═══ EXERCISE INPUTS
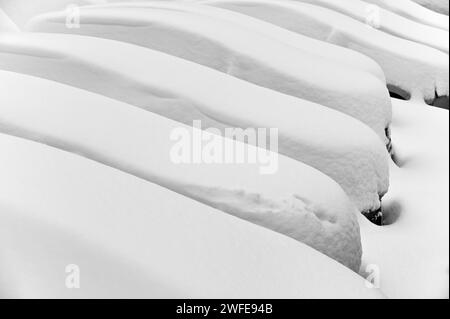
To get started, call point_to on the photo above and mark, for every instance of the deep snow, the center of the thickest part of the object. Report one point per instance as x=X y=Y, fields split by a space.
x=348 y=151
x=236 y=51
x=388 y=22
x=414 y=12
x=125 y=231
x=418 y=70
x=296 y=200
x=412 y=252
x=440 y=6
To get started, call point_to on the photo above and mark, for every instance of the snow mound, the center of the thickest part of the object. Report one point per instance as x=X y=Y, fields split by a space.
x=5 y=23
x=334 y=143
x=134 y=239
x=21 y=11
x=410 y=67
x=440 y=6
x=296 y=200
x=237 y=51
x=389 y=22
x=415 y=12
x=337 y=54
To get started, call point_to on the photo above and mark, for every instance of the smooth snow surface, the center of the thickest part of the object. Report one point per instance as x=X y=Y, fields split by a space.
x=237 y=51
x=421 y=71
x=134 y=239
x=413 y=251
x=389 y=22
x=5 y=23
x=414 y=12
x=340 y=55
x=20 y=11
x=348 y=151
x=297 y=201
x=440 y=6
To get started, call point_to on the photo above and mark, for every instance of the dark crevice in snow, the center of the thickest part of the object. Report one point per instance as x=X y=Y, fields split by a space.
x=398 y=93
x=389 y=145
x=439 y=101
x=391 y=213
x=376 y=216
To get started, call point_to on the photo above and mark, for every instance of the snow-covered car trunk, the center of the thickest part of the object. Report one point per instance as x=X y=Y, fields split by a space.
x=237 y=51
x=412 y=69
x=6 y=24
x=348 y=150
x=295 y=200
x=440 y=6
x=343 y=56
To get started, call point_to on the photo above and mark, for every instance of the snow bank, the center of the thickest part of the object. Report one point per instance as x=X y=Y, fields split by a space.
x=440 y=6
x=412 y=252
x=409 y=67
x=415 y=12
x=297 y=200
x=336 y=144
x=134 y=239
x=340 y=55
x=21 y=11
x=237 y=51
x=388 y=22
x=5 y=23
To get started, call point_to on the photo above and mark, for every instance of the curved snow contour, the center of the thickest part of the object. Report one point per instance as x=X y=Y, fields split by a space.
x=146 y=241
x=389 y=22
x=440 y=6
x=415 y=12
x=6 y=24
x=336 y=144
x=295 y=200
x=239 y=52
x=337 y=54
x=21 y=11
x=409 y=67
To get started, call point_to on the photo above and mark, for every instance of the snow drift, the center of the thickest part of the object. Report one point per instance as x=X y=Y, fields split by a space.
x=237 y=51
x=340 y=55
x=348 y=151
x=134 y=239
x=297 y=200
x=440 y=6
x=415 y=12
x=411 y=69
x=389 y=22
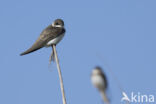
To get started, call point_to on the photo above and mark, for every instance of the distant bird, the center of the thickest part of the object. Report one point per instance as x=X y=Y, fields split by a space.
x=49 y=36
x=99 y=80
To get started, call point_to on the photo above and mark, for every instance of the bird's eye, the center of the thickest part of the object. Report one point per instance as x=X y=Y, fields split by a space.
x=57 y=23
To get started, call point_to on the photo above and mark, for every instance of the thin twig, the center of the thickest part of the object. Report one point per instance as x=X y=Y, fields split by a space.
x=60 y=75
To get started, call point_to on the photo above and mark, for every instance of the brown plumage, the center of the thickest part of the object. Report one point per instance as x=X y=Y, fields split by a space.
x=47 y=34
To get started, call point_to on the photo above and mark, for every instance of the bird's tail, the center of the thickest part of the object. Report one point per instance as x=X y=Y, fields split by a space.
x=52 y=56
x=104 y=97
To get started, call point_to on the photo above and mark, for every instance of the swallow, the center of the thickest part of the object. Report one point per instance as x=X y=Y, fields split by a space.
x=99 y=80
x=51 y=35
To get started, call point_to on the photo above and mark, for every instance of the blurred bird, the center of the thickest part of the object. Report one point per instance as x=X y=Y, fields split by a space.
x=99 y=80
x=49 y=36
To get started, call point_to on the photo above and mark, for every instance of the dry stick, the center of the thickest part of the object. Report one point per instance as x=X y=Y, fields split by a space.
x=60 y=75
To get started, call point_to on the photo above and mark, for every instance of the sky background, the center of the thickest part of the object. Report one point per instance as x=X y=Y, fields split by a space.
x=122 y=32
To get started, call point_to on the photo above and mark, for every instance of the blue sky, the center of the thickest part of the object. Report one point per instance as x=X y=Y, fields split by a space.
x=122 y=32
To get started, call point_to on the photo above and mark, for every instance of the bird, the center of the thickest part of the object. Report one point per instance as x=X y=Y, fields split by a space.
x=99 y=80
x=51 y=35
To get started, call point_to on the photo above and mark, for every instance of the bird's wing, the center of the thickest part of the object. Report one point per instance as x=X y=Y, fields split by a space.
x=47 y=34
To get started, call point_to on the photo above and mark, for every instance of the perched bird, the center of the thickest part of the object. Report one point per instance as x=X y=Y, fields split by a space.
x=49 y=36
x=99 y=80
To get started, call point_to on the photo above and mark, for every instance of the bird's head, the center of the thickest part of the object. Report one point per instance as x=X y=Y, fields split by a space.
x=97 y=70
x=58 y=23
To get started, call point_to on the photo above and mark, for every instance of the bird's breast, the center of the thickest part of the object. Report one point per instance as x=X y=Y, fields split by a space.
x=55 y=40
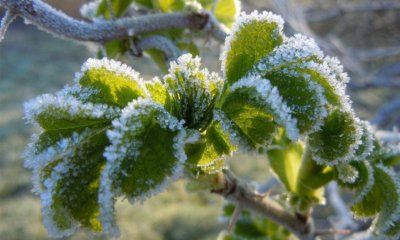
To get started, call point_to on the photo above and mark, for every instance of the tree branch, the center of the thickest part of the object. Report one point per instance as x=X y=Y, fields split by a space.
x=5 y=23
x=161 y=43
x=58 y=23
x=235 y=191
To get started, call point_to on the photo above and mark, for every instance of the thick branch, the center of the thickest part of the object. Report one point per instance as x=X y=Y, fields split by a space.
x=56 y=22
x=242 y=195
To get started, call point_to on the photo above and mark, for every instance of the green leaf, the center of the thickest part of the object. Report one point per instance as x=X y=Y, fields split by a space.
x=226 y=11
x=119 y=7
x=254 y=110
x=158 y=92
x=144 y=3
x=111 y=82
x=70 y=184
x=285 y=160
x=383 y=198
x=253 y=37
x=189 y=48
x=248 y=123
x=303 y=96
x=337 y=140
x=207 y=154
x=159 y=58
x=145 y=156
x=193 y=92
x=310 y=181
x=366 y=146
x=301 y=56
x=389 y=185
x=253 y=227
x=65 y=112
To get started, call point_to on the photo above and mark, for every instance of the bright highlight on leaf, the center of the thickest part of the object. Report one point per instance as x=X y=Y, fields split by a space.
x=253 y=37
x=337 y=140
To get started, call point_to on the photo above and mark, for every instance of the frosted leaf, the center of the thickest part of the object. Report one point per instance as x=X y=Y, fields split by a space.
x=303 y=95
x=266 y=95
x=65 y=175
x=111 y=82
x=65 y=111
x=253 y=36
x=296 y=49
x=347 y=173
x=337 y=140
x=206 y=155
x=192 y=91
x=146 y=154
x=367 y=142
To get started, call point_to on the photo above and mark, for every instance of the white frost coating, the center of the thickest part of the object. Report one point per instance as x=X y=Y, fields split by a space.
x=65 y=106
x=193 y=89
x=337 y=69
x=37 y=160
x=347 y=173
x=350 y=155
x=47 y=202
x=243 y=20
x=106 y=200
x=111 y=65
x=368 y=144
x=125 y=145
x=368 y=186
x=89 y=10
x=227 y=126
x=320 y=111
x=189 y=66
x=293 y=49
x=269 y=95
x=395 y=215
══════
**EXERCISE REQUIREMENTS:**
Please reproduce the lines above word for word, starting at the line that contains "of the dark" and stopping after the line that contains "x=376 y=216".

**OUTPUT:**
To get started, call point_to on the photo above and mark, for every instance of the dark crevice in snow, the center of the thickest part of the object. Report one point per instance as x=X y=Y, fields split by a space.
x=398 y=93
x=389 y=145
x=439 y=101
x=391 y=213
x=376 y=216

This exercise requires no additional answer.